| What you will do |
Return each line exactly as written. Begin with the first line of the entries and end with the line that has "like [551, 66].".

| Provided records |
=== Begin Enclosure ===

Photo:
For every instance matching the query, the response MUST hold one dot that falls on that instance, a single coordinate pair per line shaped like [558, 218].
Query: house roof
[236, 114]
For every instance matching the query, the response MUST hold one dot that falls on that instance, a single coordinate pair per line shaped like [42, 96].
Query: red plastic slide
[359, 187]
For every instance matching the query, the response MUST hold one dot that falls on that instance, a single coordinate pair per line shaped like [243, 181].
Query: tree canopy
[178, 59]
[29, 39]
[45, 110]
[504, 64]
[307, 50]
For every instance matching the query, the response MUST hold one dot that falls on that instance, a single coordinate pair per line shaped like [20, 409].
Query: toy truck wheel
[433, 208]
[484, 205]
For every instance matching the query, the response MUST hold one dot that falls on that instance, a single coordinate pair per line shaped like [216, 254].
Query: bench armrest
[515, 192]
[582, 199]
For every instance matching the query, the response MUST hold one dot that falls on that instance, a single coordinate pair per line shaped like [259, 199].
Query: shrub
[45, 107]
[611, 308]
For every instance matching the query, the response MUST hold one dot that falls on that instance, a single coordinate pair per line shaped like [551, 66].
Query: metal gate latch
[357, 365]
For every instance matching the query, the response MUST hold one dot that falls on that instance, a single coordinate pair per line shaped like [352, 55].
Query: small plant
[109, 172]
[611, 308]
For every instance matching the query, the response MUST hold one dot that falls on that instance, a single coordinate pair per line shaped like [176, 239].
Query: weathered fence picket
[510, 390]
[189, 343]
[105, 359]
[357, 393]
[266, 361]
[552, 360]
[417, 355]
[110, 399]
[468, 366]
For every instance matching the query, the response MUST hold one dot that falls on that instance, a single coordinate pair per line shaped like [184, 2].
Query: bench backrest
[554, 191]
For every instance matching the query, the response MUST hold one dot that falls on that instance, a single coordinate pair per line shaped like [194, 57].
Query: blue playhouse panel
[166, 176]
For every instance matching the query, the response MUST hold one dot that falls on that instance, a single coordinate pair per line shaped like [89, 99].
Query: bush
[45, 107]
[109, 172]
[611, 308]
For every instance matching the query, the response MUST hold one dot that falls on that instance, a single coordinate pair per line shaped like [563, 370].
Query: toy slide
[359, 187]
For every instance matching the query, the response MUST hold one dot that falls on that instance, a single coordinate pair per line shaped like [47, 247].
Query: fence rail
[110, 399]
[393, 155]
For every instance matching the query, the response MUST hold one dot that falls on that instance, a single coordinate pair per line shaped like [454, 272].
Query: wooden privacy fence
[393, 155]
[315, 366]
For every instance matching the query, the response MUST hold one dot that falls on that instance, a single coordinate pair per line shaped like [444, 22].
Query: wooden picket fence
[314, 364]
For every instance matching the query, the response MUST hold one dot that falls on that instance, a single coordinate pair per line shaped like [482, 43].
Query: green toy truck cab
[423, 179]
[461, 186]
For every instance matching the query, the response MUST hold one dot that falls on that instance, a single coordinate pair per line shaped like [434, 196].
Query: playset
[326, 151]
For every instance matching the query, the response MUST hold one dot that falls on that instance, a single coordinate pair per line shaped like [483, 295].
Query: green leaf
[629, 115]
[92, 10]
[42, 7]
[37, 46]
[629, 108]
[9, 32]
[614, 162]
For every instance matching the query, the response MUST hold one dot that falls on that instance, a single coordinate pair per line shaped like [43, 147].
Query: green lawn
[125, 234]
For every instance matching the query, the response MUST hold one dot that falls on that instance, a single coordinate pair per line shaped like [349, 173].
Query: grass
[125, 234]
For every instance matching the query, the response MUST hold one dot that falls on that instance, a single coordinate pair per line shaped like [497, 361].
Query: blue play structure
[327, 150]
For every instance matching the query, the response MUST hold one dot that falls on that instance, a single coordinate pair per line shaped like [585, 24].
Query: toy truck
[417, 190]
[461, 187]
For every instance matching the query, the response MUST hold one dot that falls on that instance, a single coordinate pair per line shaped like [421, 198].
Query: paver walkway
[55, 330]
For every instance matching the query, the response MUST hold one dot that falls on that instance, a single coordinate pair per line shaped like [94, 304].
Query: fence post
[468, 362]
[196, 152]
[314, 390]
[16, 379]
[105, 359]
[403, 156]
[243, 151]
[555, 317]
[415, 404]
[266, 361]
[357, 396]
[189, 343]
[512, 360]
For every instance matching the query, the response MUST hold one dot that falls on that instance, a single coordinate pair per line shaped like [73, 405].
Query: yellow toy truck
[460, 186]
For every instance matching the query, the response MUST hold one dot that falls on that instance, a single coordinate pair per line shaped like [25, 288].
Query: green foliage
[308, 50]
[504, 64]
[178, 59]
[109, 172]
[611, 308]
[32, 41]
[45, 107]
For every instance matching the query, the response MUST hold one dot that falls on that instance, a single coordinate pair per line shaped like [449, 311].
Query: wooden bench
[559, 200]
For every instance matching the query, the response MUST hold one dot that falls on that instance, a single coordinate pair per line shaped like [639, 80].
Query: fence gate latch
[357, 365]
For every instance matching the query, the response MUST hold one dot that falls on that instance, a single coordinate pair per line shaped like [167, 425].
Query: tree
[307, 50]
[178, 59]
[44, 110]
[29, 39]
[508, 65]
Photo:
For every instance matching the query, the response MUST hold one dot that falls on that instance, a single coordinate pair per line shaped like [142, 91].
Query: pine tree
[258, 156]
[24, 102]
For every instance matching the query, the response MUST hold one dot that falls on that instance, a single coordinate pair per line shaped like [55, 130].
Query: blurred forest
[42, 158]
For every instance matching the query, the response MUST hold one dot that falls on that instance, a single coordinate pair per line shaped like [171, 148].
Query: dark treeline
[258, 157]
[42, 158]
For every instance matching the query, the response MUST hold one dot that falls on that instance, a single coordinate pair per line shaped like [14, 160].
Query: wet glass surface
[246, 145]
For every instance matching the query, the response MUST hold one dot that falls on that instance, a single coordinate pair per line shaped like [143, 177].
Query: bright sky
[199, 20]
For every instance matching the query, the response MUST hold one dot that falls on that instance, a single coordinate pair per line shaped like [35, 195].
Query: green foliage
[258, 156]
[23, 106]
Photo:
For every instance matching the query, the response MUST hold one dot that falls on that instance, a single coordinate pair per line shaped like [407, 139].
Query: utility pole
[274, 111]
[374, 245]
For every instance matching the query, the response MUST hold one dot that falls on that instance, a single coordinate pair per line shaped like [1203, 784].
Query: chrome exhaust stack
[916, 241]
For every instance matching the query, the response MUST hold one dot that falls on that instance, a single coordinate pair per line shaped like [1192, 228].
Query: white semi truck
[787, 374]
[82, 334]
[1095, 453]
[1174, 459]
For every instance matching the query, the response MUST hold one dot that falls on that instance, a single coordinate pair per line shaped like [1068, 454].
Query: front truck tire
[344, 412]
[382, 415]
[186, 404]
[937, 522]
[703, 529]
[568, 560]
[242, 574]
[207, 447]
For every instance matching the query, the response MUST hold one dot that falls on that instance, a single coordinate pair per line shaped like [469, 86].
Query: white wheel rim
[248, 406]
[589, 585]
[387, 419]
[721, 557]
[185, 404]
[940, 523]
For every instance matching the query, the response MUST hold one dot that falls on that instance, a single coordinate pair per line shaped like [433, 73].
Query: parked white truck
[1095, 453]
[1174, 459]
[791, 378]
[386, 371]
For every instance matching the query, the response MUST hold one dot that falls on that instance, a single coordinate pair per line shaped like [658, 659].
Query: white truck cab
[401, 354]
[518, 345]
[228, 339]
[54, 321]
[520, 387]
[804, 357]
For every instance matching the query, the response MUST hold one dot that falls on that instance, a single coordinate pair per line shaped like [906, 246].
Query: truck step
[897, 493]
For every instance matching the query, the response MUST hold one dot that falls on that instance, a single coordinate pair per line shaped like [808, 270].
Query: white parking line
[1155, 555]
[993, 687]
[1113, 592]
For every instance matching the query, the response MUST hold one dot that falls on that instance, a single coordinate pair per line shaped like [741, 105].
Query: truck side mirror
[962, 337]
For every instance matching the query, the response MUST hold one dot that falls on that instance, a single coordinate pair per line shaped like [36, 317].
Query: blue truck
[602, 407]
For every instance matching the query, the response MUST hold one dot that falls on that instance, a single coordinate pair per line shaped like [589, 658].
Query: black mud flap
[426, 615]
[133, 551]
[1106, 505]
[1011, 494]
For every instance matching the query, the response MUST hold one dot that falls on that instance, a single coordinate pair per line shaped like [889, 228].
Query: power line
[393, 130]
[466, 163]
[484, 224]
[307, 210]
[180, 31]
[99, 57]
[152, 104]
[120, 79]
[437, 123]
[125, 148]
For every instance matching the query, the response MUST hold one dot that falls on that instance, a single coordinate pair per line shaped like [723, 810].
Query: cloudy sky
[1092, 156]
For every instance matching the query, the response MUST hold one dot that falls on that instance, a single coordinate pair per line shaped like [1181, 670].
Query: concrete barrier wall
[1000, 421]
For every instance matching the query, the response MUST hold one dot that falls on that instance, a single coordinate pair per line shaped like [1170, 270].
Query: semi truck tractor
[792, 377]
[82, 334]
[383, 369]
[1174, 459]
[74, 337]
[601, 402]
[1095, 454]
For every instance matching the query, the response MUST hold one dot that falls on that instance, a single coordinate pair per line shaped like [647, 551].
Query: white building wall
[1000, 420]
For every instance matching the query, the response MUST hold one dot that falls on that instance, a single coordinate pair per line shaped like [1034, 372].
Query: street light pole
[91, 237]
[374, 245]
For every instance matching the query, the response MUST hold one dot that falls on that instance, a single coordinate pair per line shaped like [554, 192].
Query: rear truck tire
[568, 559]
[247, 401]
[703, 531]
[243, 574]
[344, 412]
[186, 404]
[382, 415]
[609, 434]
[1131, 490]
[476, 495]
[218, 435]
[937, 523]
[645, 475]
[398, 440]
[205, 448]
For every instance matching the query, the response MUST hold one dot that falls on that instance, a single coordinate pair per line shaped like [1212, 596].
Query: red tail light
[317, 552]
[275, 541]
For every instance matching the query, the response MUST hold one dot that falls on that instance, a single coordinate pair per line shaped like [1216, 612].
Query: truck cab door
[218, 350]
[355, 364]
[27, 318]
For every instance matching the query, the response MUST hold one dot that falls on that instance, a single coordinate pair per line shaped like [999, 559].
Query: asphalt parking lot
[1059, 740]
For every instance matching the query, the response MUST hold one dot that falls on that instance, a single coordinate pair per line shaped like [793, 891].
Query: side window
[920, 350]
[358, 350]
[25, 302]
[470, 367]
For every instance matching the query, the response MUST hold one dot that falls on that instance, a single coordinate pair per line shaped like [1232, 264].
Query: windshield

=== End Enclosure ===

| Written solution |
Photo:
For every instance matching the query, the response MUST hold one dot that falls on that instance, a single coordinate pair per line shaped like [558, 218].
Query: house roof
[236, 114]
For every instance matching the query, the response MUST hold one dot that falls on that instance, a single coordinate pair per line shaped like [42, 96].
Query: red plastic slide
[359, 187]
For every instance matching the query, the response MUST hold one dot that falls on that instance, a single coordinate pair per line shaped like [243, 181].
Query: tree canopy
[178, 59]
[29, 39]
[45, 110]
[504, 64]
[307, 50]
For every instance matching the query, the response MUST hold one dot that falls on that instance, a single coordinate pair per line shaped like [20, 409].
Query: toy truck wheel
[433, 208]
[484, 205]
For every instance matching the query, the response MUST hold one dot that falls on that instance, a single coordinate pair per line shaped like [216, 254].
Query: bench armrest
[515, 192]
[582, 199]
For every instance matching the query, the response MUST hold one dot that falls on that instance, a single coordinate pair per line shaped like [259, 199].
Query: shrub
[45, 107]
[611, 308]
For every instance matching the query, the response MUST hold one dot that falls on that instance, a single coordinate pair per line shaped like [551, 66].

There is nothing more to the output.